> **ФРАГМЕНТ СТРАНИЦЫ**:
"""
Генри мне дорог. У меня становится так тепло на душе, когда я смотрю на его потертый костюм. Пока я одевалась к официальному обеду, он уснул. А потом пришел ко мне в спальню и смотрел, как я крашусь. Он восхищается моим зеленым платьем в восточном стиле, говорит, что я несу себя, как принцесса. Окно спальни открыто в роскошный сад, который навел Генри на мысль о «Пеллеасе и Мелизанде». Он прилег на диван. Я на минутку присела рядом, обняла его и сказала: «Тебе нужно купить новый костюм», думая, где возьму на него деньги. Мне было невыносимо смотреть на потертые, лоснящиеся рукава его пиджака.
В поезде мы сидим, тесно прижавшись друг к другу. Он говорит:
— Знаешь, Анаис, до меня так медленно все доходит, что я никак не могу осознать: вот мы приедем в Париж, и тебя не будет рядом со мной. Я стану бродить по улицам и, возможно, только минут через двадцать вдруг остро почувствую: тебя нет рядом, я уже соскучился.
В его письме я читаю: «Я с таким нетерпением жду этих двух дней (Хьюго уезжает в Лондон), которые смогу провести с тобой. Я буду впитывать тебя всем телом, всей душой, я стану твоим мужем. Я обожаю быть твоим мужем. Я всегда буду тебе мужем, хочешь ты этого или нет».
За обедом я была счастлива, и это сделало меня естественной. В мыслях я лежала на траве, а Генри лежал на мне. Я лучезарно улыбалась несчастным и совершенно ординарным людям, сидевшим со мной за столом. Все они что-то почувствовали, даже женщины. Они все интересовались, где я купила платье. Женщинам всегда кажется, что если у них будут мои туфли, платье, парикмахер и макияж, то они станут так же обворожительны. Они и не предполагают, что необходимо очарование, обаяние, магия, наконец. Они даже не догадываются, что я вовсе не красива, а только иногда кажусь прекрасной.
— Испания, — сказал мой сосед по столу, — великолепная страна, где все женщины — действительно женщины.
А я в этот момент думала: «Как жаль, что Генри не может попробовать эту рыбу. И вино».
Но Хьюго тоже что-то почувствовал. Перед банкетом мы собирались встретиться на вокзале Сен-Лазар. А Генри должен был приехать в Лувесьенн, чтобы помочь мне в работе над романом. Когда мы с Генри приехали на вокзал, Хьюго был не слишком доволен. Он начал быстро говорить что-то об Осборне. Бедный Хьюго! Я все еще чувствую запах лесной травы.
"""
> **ИСХОДНЫЕ ДАННЫЕ**:
"""
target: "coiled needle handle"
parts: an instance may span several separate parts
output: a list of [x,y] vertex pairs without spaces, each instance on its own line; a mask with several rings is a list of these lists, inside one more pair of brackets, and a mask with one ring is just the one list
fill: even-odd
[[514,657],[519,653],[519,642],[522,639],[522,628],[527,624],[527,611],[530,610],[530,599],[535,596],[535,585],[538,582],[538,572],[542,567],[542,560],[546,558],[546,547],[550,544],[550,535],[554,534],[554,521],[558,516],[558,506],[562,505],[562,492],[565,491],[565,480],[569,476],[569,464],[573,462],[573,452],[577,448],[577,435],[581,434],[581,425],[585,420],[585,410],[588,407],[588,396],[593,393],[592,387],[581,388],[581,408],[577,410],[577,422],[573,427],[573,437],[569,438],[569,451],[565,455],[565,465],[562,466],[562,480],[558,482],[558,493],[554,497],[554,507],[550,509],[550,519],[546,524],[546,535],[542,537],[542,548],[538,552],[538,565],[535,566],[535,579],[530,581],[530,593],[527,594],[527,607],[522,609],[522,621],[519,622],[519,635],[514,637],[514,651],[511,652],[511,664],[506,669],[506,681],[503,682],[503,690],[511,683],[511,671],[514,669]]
"""
> **О ЗАДАНИИ**: Перепишите из фрагмента страницы слово в слово кусок от «А я в этот момент» до «запах лесной травы.» включительно.

> **ГОТОВОЕ ЗАДАНИЕ**:
А я в этот момент думала: «Как жаль, что Генри не может попробовать эту рыбу. И вино».
Но Хьюго тоже что-то почувствовал. Перед банкетом мы собирались встретиться на вокзале Сен-Лазар. А Генри должен был приехать в Лувесьенн, чтобы помочь мне в работе над романом. Когда мы с Генри приехали на вокзал, Хьюго был не слишком доволен. Он начал быстро говорить что-то об Осборне. Бедный Хьюго! Я все еще чувствую запах лесной травы.